Sin embargo, las otras imágenes que guardo de ella no están en mi retina. Son prestadas y me llegaron desde la retórica narrativa de Domingo Robles, maravilloso amigo, al que también homenajeo de paso en este texto escrito al calor del Centenario. Un centenario lleno de escenas oficiales y no oficiales, de verdades y omisiones, de grandes ausentes. Como todo, claro. No digamos que la vida misma no es igual.
Mirando, en un rincón
Todo sucede en Concepción. Hasta dónde es memoria, verdad o ficción… no sé, pero encaja con el personaje. Perdón, con ciertas aristas del personaje.
Mi amigo es compañero de colegio de Ángel Parra. Son medianamente cercanos porque a Domingo le interesa el folclore y, sobre todo, la recopilación. Él sabe quién es Violeta y la quiere conocer. Ángel está reticente. Por mucho tiempo le niega el acceso; hasta que, finalmente, lo lleva y lo presenta. Violeta lo mira y le dice algo como “quédate, pero en ese rincón y no me interrumpas”. La pieza está en semipenumbras y tiene una silla. En ella está Violeta tocando la guitarra y, a veces, empinándose una botella de vino que la espera en el suelo. Domingo, en su rincón, observa. “Era una fuerza de la naturaleza”. “Era como una de las brujas de Macbeth”, diría muchos años después, antes de tomar él mismo la guitarra y cantar alguna canción picaresca o una cueca aprendida en esas tardes de silencio y reverencia.

Datos de localización de objetos en lenguaje natural:
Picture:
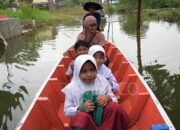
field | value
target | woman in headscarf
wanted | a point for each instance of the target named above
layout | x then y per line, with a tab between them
90	34
92	8
85	79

▶ **QUÉ HACER**:
Escribe los nombres de todas las personas que participan en la escena que, según el texto sobre Violeta, sucede en Concepción.

▶ **TU SOLUCIÓN**:
Domingo Robles, Ángel Parra y Violeta.